Esercizio breve 1 -> Restituisci senza modifiche la parte del brano su Nolita che va da "STREET AND THE" fino a "shopping di tendenza.".

STREET AND THE CITY

di - 5 Febbraio 2007

Una volta c’era Little Italy, pittoresco quartiere di Manhattan consacrato a un folgorante destino di celluloide: l’indimenticabile location del Padrino di Coppola ispirò molte pellicole d’autore, da Mean Streets di Scorsese a Bronx di De Niro, passando per China girl di Abel Ferrara. Fu la confinante Chinatown ad assorbire progressivamente la piccola riserva italiana nel cuore di Nyc. Ora, l’area nord di questo leggendario borgo americano è una delle zone più “in” della città.
Vicinissimo a Soho, ad angolo con Spring Street (l’ex rione delle gallerie d’arte, oggi soppiantato da Chelsea), Nolita è uno sfavillante crocevia internazionale per cool hunter, fashion addict, amanti dello shopping di tendenza.
Ma c’è un motivo, assolutamente singolare, che fa di questo posto una tappa obbligata per turisti e appassionati d’arte. È proprio qui, tra negozi chic, condomini di lusso ed estrose vetrine, che sorge il più grande tempio della creatività libera, abusiva e selvaggia. È qui che centinaia di guerrilla artists, in lotta contro un sistema dell’arte modaiolo, hanno programmato ripetuti assalti furtivi, lasciando le loro testimonianze sui muri del mitico “11 Spring Street”.
Si chiama così, come l’indirizzo in cui è ubicato, il vecchio palazzo disabitato all’incrocio con Elizabeth, proprio la street dove è nato Martin Scorsese. L’imponente struttura ottocentesca –quattordicimila metri quadri suddivisi in cinque piani, sessanta finestre sormontate da archi, intagli e decori in pietra- versava da tempo in un misterioso stato di abbandono: nessuno rivendicava la proprietà dell’edificio che, per il real estate newyorkese avrebbe avuto un altissimo valore commerciale.

Esercizio breve 2 -> Elenca ogni riga delle voci in cui compare la parola "pope".

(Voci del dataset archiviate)
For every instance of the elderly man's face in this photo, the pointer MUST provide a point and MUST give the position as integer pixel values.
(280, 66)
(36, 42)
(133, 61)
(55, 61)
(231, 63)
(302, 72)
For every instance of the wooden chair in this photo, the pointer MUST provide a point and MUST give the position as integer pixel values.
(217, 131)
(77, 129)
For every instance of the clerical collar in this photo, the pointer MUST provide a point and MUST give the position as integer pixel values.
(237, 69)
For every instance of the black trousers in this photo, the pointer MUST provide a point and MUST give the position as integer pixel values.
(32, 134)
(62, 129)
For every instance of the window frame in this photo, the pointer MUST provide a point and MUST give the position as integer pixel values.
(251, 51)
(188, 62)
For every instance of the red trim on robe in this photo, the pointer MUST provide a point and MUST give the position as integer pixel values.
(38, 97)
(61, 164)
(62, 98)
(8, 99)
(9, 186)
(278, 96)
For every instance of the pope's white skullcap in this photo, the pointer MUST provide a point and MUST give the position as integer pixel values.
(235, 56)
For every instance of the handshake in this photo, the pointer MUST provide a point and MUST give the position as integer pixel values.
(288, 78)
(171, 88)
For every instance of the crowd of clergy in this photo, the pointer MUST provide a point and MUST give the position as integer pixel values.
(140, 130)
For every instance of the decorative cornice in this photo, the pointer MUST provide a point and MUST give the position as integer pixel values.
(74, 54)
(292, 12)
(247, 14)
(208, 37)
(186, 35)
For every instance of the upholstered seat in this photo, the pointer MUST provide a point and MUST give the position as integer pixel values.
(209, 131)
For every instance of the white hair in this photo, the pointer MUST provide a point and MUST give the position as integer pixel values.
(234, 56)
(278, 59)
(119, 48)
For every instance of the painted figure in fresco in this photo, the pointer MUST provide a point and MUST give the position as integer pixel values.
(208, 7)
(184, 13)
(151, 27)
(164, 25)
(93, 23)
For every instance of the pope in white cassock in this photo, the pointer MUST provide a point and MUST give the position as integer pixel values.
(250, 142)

Risultato dell'esercizio 1 ->
STREET AND THE CITY

di - 5 Febbraio 2007

Una volta c’era Little Italy, pittoresco quartiere di Manhattan consacrato a un folgorante destino di celluloide: l’indimenticabile location del Padrino di Coppola ispirò molte pellicole d’autore, da Mean Streets di Scorsese a Bronx di De Niro, passando per China girl di Abel Ferrara. Fu la confinante Chinatown ad assorbire progressivamente la piccola riserva italiana nel cuore di Nyc. Ora, l’area nord di questo leggendario borgo americano è una delle zone più “in” della città.
Vicinissimo a Soho, ad angolo con Spring Street (l’ex rione delle gallerie d’arte, oggi soppiantato da Chelsea), Nolita è uno sfavillante crocevia internazionale per cool hunter, fashion addict, amanti dello shopping di tendenza.

Risultato dell'esercizio 2 ->
For every instance of the pope's white skullcap in this photo, the pointer MUST provide a point and MUST give the position as integer pixel values.
For every instance of the pope in white cassock in this photo, the pointer MUST provide a point and MUST give the position as integer pixel values.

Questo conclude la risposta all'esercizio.